**EXCERPT PROVIDED:**
# New Fish Pics



## Guest (Dec 27, 2007)

*New Fish Pics (*added more*)*

I got a new camera for Christmas and I've been practicing a bit on my tanks, so here are some of the good pics. They are all macro pics.....testing out the macro and super macro modes. :lol: 

Camera is a Canon S5 IS and I used a tripod to steady the camera.









my 3-spot gourami









Female Cherry Barb









Harlequin rasbora









Rotala rotundifolia pearling









Pond snail

and probably the best of these:








The mouth of my Bristlenose plec


----------



## darkfalz (May 7, 2006)

How big are your rasboras? Mine are still only 1.5 inches or so. I'm hoping they get to 2 inches. I am thinking of taking the gourami home from work and putting them in with the rasboras. Unfortuantely my neons seem a lost cause  Would the gourami bully the rasboras?


----------



## Corydora_FREAK (Feb 21, 2007)

Beautiful pics Just1more20!!!!!!


----------



## emc7 (Jul 23, 2005)

Nice pics!


----------



## lochness (Jan 10, 2006)

awesome pics! and yea the BN one is fantabulous!


----------



## Guest (Dec 27, 2007)

Awesome Kristin....get som celestial pearl danio photos :fun:

*tries to keep eyes awake at 3:45 a.m. while he waits for his flight to leave*


----------



## FishHead (Nov 16, 2006)

nice pics Kristin. Your camera takes really good shots. I love the gourami. I have two of them. Was yours kinda skittish for awhile? my gouramis took around a month to fully warm up to me. they hid alot at first but are good to go now


----------



## SueM (Jan 23, 2004)

Excellent pictures Kristin !! Thanks for sharing


----------



## Guest (Dec 27, 2007)

Thanks everyone!



darkfalz said:


> How big are your rasboras? Mine are still only 1.5 inches or so. I'm hoping they get to 2 inches. I am thinking of taking the gourami home from work and putting them in with the rasboras. Unfortuantely my neons seem a lost cause Would the gourami bully the rasboras?


My rasboras are right at 2 inches, maybe slightly under. My gourami is in a different tank, but Gouramis shouldn't bother Rasboras. Some Opaline Gouramis (includes Blues, 3-spots, Golds) have nasty tempers, but I believe mine is female and she's very peaceful. She actually gets harassed sometimes by my Angel, but the Angel never hurts her and usually leaves her alone (they are in a 55g). If you happen to get an Opaline, it should be fine, but there are exceptions. You may want to make sure you could return it if it didn't work out.



fishbguy said:


> Awesome Kristin....get som celestial pearl danio photos


I tried, but it was before I started using the tripod, so they didn't turn out good. I'm going to try again this weekend and hopefully can get some. Have fun on your trip!



FishHead said:


> Was yours kinda skittish for awhile? my gouramis took around a month to fully warm up to me. they hid alot at first but are good to go now


Yeah, mine was skittish at first and still kind of is, if I startle her.


----------



## FishHead (Nov 16, 2006)

ok cool. I have 4 gouramis total (2 blues, 2 opalines) and they have been skittish for around a month. I guess it takes them some time to get comfortable


----------



## Guest (Dec 27, 2007)

Awesome pics Kristin! That camera's already taking some awesome pics.

**WHAT YOU NEED TO DO:**
(a) In the fish photo thread, which camera model was used for the macro pictures?
(b) Continue the fish photo thread above from where it stops.

**DATA LINES:**
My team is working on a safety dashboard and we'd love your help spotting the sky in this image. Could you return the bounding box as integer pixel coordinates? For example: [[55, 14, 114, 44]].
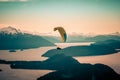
[[0, 0, 120, 34]]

**ANSWERS IN ORDER:**
(a) A Canon S5 IS.

(b)
----------



## Buggy (Oct 17, 2006)

I'm sitting here trying to determine what shade of green I'm turning from envy! With pics like that you HAVE to enter the POM contest. I want a new camera sooo bad...


----------



## Guest (Dec 28, 2007)

Thanks for the comments everyone!

I have more! 

These are my small fish/inverts:

Corydoras hastatus dwarf cories:

























Amano shrimp:

























And Celestial Pearl Danios:








































(not the best, but I was lucky to get 3 of them in the same pic  )

The CPDs ^ are so fast! It was hard getting a good pic of one of them.


----------



## Guest (Dec 29, 2007)

Great pics, Kristin!


----------



## lochness (Jan 10, 2006)

those danios rock! - i want i want


----------



## Vinny (Aug 1, 2007)

Beautiful pics Kristin!! You Celestials are awesome, hehe. 

But, of course, its not the camera taking these shots, its the photographer.


----------



## oliesminis (May 7, 2007)

brilliant pictures mate i love the one of the pleco, 

when i first saw it i thought it was wierd and looked like something out of star wars lol


----------



## guppyart (Jan 22, 2005)

hadn't seen these before :O awsome pics kristin


----------



## Kribensis12 (Jan 1, 2008)

^ what she said


----------



## trashion (Aug 24, 2007)

oh i loooove dwarf species of cories! gosh, i want a school so badly...


----------



## elvis332 (Dec 29, 2007)

nice pics my cosin has the firstfish but it is gold and 2 pic looks pregnate


----------



## flamingo (Nov 5, 2005)

Looking good kristin :] I LOVE the color balance of your photos, if that makes sense 

Now your making me want to try a 10g planted again...


----------



## Guest (Jan 8, 2008)

Thanks everyone! 

Dylan....you NEED a 10g planted.  Come on, it's just a small tank.....

Julie, you need some Dwarf cories.  I saw your new thread and I think you should go for it. I have 10 and I'm moving them to my new 40g soon and adding another 10 of either C. hastatus (what I have now) or C. pygmaeus. They are so cute!

I need to take more pics, but I have to scrub some algae before taking more. Also, I haven't gotten any new fish _yet_  so nothing new to take pictures of. But, I'll be practicing a bit more soon when I have some time to prepare the tanks.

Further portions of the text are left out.